▸ Exercise: Copy out the data word for word, beginning at its first line and ending with the line that has "(97, 75), (165, 245)".

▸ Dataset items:
===============

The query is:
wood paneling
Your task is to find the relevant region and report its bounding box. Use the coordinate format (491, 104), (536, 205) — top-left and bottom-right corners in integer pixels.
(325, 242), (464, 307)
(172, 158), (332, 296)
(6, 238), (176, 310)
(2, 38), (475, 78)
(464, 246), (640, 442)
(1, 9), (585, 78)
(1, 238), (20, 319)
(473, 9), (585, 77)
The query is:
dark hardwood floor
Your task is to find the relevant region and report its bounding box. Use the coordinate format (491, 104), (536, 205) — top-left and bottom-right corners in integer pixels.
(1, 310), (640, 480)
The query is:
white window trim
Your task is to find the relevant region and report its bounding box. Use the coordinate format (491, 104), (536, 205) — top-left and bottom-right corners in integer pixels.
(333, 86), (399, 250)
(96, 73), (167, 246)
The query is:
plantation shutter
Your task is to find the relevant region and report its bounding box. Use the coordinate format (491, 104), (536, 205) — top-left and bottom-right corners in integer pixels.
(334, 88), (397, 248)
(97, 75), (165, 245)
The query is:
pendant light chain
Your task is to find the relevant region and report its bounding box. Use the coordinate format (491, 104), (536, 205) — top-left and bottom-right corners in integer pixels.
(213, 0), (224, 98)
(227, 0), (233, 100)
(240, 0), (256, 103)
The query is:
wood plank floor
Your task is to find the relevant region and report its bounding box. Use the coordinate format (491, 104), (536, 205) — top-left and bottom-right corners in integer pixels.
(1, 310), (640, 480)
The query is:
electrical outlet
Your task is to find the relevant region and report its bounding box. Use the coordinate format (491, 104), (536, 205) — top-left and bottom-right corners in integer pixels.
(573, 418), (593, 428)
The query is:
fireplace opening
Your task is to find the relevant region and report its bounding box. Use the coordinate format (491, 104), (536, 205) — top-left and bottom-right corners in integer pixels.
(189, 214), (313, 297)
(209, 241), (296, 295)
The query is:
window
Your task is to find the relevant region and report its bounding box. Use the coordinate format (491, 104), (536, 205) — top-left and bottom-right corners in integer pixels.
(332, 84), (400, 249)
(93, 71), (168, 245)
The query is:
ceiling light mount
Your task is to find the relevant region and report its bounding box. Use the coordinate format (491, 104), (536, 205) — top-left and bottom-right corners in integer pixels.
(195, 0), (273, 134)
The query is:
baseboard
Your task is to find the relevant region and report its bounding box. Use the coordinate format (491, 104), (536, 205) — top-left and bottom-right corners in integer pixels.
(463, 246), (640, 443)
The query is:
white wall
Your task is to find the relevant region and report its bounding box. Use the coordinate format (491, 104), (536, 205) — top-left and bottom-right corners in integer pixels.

===============

▸ Answer to this problem:
The query is:
wood paneling
Your task is to find the relevant region and report its bounding box. Use the coordinate format (491, 104), (536, 205) — top-left and bottom-right corners in integer pixels.
(325, 242), (464, 307)
(172, 158), (332, 296)
(6, 238), (176, 310)
(2, 38), (475, 78)
(464, 246), (640, 442)
(1, 9), (585, 78)
(1, 238), (20, 319)
(473, 9), (585, 77)
The query is:
dark hardwood floor
Your task is to find the relevant region and report its bounding box. Use the coordinate format (491, 104), (536, 205) — top-left and bottom-right corners in integer pixels.
(1, 310), (640, 480)
The query is:
white window trim
Your task is to find the relevant region and report its bounding box. Use the coordinate format (491, 104), (536, 205) — top-left and bottom-right corners in integer pixels.
(333, 86), (399, 250)
(96, 73), (167, 246)
The query is:
plantation shutter
Your task is to find the relevant region and report its bounding box. Use the coordinate format (491, 104), (536, 205) — top-left and bottom-right corners in integer pixels.
(334, 88), (397, 248)
(97, 75), (165, 245)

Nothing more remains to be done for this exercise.